··· Given data ···
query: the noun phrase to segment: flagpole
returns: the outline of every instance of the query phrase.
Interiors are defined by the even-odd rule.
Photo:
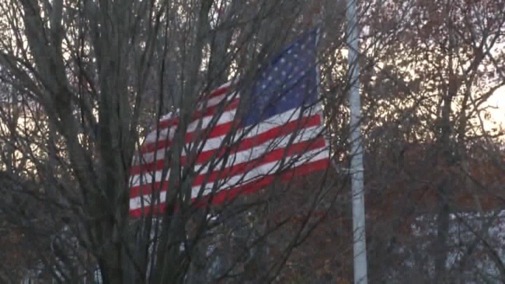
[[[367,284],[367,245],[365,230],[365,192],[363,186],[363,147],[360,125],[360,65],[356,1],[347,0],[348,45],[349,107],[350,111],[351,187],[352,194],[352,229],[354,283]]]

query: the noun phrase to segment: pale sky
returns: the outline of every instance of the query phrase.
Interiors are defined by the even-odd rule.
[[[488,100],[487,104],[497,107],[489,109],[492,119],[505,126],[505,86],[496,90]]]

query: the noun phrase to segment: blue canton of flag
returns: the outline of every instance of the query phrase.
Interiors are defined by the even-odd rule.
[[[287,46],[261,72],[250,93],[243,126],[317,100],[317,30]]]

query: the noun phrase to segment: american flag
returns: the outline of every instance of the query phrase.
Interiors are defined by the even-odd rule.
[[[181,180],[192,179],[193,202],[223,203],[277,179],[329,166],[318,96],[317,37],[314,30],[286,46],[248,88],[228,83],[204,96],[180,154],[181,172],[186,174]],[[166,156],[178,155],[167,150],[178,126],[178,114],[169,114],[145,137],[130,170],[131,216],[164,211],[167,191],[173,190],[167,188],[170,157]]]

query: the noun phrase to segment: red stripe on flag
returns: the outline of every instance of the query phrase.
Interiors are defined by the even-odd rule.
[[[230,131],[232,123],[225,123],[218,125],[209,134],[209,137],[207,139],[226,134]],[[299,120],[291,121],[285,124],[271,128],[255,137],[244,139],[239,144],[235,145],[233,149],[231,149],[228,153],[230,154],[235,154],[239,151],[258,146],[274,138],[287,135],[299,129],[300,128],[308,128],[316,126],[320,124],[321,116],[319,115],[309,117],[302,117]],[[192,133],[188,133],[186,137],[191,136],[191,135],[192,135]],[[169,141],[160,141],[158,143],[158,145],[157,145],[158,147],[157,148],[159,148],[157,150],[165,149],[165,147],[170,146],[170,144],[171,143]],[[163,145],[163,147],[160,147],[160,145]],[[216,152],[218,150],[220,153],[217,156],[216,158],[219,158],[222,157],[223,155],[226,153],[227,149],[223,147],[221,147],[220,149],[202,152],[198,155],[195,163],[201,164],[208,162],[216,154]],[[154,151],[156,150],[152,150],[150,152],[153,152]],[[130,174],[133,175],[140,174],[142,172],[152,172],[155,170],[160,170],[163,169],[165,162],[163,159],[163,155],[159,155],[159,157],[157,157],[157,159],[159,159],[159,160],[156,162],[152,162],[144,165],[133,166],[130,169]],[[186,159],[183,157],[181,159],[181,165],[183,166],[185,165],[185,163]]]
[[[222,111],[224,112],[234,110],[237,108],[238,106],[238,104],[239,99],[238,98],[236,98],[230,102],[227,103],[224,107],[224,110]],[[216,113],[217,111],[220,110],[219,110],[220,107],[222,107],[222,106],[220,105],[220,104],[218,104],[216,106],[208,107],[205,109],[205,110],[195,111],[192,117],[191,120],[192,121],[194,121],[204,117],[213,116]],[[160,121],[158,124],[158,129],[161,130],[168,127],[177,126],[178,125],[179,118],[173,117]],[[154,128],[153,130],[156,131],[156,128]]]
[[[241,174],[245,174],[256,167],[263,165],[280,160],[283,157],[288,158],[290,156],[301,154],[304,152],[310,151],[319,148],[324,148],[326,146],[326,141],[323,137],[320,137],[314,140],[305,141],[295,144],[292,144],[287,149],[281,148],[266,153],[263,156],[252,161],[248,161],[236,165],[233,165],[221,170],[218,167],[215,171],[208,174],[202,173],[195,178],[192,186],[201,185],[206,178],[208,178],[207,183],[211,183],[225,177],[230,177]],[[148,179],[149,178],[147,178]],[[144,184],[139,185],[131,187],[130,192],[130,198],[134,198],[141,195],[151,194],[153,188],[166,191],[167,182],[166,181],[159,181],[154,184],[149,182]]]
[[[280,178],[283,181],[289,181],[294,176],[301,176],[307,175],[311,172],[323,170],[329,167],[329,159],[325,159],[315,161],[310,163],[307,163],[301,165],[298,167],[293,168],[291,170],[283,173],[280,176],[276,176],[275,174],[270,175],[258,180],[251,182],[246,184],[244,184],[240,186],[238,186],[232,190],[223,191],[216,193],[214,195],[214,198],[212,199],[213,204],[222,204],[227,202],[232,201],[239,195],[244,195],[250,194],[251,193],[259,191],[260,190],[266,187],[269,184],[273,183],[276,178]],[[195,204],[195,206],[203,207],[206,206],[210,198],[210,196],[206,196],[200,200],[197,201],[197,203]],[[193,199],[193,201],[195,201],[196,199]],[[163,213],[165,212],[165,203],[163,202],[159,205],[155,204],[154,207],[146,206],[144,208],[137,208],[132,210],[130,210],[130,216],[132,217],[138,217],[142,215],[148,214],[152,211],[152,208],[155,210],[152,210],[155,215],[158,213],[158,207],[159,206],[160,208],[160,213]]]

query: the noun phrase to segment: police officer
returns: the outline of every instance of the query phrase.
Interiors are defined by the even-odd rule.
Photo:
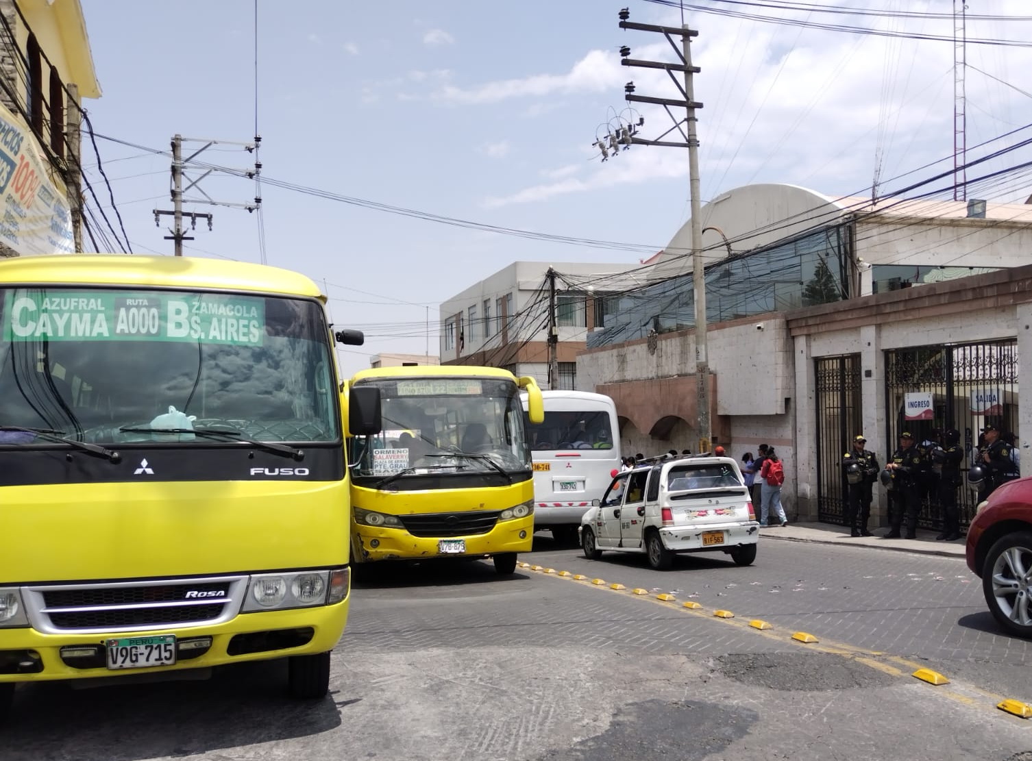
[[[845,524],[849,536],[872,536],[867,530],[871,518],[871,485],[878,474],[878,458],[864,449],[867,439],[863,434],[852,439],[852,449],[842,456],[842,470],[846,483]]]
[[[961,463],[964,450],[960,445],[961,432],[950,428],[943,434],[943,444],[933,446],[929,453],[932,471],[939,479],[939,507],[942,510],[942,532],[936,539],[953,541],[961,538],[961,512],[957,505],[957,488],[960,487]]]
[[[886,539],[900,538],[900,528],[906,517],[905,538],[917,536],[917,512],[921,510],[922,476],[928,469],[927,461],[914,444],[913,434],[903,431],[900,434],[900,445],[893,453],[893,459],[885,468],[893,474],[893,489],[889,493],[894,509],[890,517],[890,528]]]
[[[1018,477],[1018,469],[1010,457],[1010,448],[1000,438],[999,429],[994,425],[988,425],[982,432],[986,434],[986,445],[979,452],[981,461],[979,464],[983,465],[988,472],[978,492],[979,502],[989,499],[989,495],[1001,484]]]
···
Reproduce without changes the lines from the one containing "query: the noun phrase to segment: pale sky" through the one containing "[[[287,46],[261,72],[250,93],[243,126],[317,100],[317,30]]]", including both of those lines.

query: the noun phrase to segment: pale sky
returns: the outline of every instance of the query phrase.
Interiors are defined by the even-odd rule.
[[[488,100],[487,104],[497,107],[489,109],[492,119],[505,126],[505,86],[496,90]]]

query: the noun phrase to segment: blue canton of flag
returns: the outline of every instance of the query phrase.
Interiors are defined by the even-odd rule.
[[[287,46],[261,72],[250,93],[243,126],[317,100],[317,30]]]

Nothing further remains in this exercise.